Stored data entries
++++++++

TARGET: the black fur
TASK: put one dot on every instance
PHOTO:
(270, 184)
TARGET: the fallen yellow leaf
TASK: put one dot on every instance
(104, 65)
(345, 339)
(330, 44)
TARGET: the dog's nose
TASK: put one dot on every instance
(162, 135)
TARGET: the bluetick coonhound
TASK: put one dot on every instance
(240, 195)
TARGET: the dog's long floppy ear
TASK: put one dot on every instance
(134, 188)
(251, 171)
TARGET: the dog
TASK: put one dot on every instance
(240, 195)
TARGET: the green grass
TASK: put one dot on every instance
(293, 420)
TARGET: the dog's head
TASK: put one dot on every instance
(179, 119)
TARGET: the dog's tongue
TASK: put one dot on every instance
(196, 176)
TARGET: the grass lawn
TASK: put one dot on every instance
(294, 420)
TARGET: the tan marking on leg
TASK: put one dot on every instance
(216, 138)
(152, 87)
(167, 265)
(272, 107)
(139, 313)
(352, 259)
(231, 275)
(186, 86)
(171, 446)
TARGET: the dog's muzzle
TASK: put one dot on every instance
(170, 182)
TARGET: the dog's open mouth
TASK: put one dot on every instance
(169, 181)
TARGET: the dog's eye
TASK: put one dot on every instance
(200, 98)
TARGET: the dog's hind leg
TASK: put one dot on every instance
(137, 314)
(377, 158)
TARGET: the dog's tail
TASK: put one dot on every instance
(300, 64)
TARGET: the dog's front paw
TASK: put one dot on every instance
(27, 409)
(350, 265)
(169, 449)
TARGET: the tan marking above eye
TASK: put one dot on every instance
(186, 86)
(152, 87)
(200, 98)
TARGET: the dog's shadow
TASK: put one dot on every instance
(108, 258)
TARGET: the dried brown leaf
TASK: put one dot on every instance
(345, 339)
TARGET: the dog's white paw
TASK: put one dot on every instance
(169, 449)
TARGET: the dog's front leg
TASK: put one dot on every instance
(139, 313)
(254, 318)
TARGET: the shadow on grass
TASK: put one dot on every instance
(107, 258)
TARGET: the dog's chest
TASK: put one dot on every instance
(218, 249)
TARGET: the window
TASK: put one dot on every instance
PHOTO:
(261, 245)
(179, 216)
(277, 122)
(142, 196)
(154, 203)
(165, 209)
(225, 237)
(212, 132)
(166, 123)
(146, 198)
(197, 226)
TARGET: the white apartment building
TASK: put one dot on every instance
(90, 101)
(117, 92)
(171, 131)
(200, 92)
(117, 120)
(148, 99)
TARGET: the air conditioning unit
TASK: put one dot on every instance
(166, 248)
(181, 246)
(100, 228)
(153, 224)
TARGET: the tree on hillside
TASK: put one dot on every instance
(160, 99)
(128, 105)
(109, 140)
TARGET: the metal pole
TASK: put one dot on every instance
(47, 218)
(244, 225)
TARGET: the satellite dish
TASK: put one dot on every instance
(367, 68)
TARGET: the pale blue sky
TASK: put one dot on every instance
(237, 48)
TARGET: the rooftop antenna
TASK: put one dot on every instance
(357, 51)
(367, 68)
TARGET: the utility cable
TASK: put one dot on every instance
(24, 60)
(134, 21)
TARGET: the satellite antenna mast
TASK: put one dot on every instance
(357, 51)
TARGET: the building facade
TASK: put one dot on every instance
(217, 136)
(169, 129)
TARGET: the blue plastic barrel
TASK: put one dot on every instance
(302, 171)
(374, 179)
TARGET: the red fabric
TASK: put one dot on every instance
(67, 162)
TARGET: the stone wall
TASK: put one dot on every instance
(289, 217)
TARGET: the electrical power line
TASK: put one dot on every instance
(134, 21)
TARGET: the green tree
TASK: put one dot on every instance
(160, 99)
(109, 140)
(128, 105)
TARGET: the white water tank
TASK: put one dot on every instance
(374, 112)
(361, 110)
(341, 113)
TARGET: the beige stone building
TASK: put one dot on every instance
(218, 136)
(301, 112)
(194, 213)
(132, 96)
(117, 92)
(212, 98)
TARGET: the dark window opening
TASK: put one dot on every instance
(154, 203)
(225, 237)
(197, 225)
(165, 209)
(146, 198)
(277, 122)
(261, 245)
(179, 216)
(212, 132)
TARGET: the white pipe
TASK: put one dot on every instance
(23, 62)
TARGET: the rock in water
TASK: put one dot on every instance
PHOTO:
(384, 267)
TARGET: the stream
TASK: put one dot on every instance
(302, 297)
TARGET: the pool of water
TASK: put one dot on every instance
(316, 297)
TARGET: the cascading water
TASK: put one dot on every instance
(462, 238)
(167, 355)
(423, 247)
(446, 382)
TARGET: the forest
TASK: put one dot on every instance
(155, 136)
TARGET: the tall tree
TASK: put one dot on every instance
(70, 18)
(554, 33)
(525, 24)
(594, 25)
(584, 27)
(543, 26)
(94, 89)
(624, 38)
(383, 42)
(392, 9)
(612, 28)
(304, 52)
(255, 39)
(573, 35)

++++++++

Task goal: Note every line of the records that holds the word "water", and copy it.

Task output:
TARGET: the white water tank
TARGET: the rock in water
TARGET: the pool of water
TARGET: the cascading water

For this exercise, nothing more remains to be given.